SOURCE PASSAGE =
------------------------------------------------
Magnolia Pictures / Shoot the Moon Productions

Year Released: 2007
MPAA Rating: PG-13
Director: Dan Klores (co-directed by Fisher Stevens)
Writer: Dan Klores
Cast: Burt Pugach, Linda Pugach, Jimmy Breslin.

Review by Rob Vaux

You say "psychotic codependency" like it's a bad thing.

The subject matter of Crazy Love is so lurid, so drenched in shocking tabloid details, that the filmmakers need only point their cameras at their subjects in order to meet their goals. The question is whether those goals are illuminating or merely tawdry. I confess that the film held me in rapt fascination -- the same way a two-headed calf at the carnival would. If you're in the mood for breathless exploitation, you won't find a stranger or more horrifying movie this year. But if you want anything more than a circus sideshow, Crazy Love will likely leave you cold.

Having said that, circus sideshows don't come any more stunning than this. It entails the lifelong relationship between Burt Pugach and his wife Linda, who, as young New York professionals in the late 1950s, seemed to have everything going for them. Burt was a wealthy lawyer with a thriving practice, Linda a lovely woman with a string of promising suitors. Burt saw her on the street one day and immediately knew that she was the one. They dined, they dated, they took rides on his private plane; the skies couldn't have been bluer. Director Dan Klores and co-director Fisher Stevens engage the Pugaches in typical documentary style -- interposing modern-day interviews with family photos, newspaper clippings, and stock footage from the era. The sight of the elderly, slightly addled couple and their friends and family stands in contrast to the bright but oily world that their earlier selves inhabited. Linda's radiant beauty can still be seen around the corners of her omnipresent sunglasses, while Burt's classy facade stands up well against the skinny dweeb his early photos made him out to be.

But "facade" is the operating word here, for as Crazy Love goes on, its vague sense of unease grows more and more intense. Burt's law practice, while lucrative, isn't quite as upstanding as it seems. He's a grade-A ambulance chaser, flirting dangerously with disbarment through an endless series of dodgy claims and legal hair-splitting. It gets worse. He's already married, to a woman well-aware of his dalliances but adamant about the bonds of matrimony. Linda initially tries to break off the affair, but will agree to see him again if he gets a divorce. The next day, he claims the deed is done, and produces signed papers to prove it. They're later revealed to be false. She breaks up with him again, but he won't take no for an answer. Contrition leads to insistence, which leads to active stalking, which leads to increasingly demented threats of violence. It ends -- for the moment anyway -- with Burt locked up in prison and Linda's sunglasses taking on ominous new significance.
------------------------------------------------
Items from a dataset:
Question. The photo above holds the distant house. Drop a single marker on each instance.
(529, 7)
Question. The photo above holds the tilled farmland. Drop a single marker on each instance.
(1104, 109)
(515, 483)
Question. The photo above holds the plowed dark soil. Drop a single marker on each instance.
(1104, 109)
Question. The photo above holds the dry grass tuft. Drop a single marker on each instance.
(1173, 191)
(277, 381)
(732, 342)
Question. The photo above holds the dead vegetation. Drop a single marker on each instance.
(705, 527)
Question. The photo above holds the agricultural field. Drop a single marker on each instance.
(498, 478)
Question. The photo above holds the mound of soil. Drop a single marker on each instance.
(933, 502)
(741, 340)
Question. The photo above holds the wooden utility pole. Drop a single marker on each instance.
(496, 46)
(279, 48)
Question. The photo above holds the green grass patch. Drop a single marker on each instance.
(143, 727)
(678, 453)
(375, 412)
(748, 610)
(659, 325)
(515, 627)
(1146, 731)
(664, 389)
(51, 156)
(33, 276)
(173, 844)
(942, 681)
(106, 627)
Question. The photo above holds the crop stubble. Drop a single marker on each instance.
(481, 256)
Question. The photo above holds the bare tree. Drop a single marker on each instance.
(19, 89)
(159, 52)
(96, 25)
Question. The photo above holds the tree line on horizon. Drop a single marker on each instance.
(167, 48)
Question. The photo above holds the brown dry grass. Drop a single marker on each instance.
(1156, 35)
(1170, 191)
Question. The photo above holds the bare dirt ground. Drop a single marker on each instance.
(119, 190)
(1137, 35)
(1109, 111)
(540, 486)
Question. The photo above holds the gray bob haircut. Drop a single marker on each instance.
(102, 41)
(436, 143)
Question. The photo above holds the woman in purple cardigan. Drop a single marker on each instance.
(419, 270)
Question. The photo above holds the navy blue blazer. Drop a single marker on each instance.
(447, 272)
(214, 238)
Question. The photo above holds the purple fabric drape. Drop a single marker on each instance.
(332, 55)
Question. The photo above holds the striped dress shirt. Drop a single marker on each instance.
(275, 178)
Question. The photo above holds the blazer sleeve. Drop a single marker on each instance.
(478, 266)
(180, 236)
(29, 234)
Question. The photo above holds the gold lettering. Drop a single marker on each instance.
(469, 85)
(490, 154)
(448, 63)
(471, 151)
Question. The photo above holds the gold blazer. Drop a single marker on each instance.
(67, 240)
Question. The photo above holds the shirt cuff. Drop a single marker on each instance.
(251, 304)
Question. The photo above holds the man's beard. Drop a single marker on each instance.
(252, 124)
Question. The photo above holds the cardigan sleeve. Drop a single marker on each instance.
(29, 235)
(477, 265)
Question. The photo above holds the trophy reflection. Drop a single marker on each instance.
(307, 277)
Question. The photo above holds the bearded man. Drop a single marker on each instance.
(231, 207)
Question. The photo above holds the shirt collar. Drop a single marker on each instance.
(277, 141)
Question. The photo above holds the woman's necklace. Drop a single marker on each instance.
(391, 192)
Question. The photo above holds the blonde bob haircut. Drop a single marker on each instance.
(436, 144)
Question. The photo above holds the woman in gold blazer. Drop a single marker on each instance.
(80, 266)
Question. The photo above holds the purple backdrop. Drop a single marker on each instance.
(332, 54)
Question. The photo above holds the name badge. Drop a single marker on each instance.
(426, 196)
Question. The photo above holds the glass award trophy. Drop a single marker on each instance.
------------------------------------------------
JOBS =
A. In the Crazy Love review, what was Burt Pugach's profession when he met Linda?
B. Turn the paragraph of the Crazy Love review that begins "But "facade" is the operating word" into a bulleted list that keeps its main facts.

TASK SOLUTIONS =
A. He was a wealthy lawyer with a thriving practice.

B.
- As the film goes on, its vague sense of unease grows more intense.
- Burt's law practice is lucrative but not as upstanding as it seems. He is an ambulance chaser who risks disbarment through dodgy claims and legal hair-splitting.
- He is already married, to a woman who knows about his dalliances but is adamant about the bonds of matrimony.
- Linda tries to end the affair but agrees to see him again if he gets a divorce. The next day he shows her signed papers, which are later revealed to be false.
- She breaks up with him again, and he refuses to accept it. His behavior moves from contrition to insistence, then to active stalking, then to increasingly demented threats of violence.
- For the moment, it ends with Burt in prison and Linda's sunglasses taking on ominous new significance.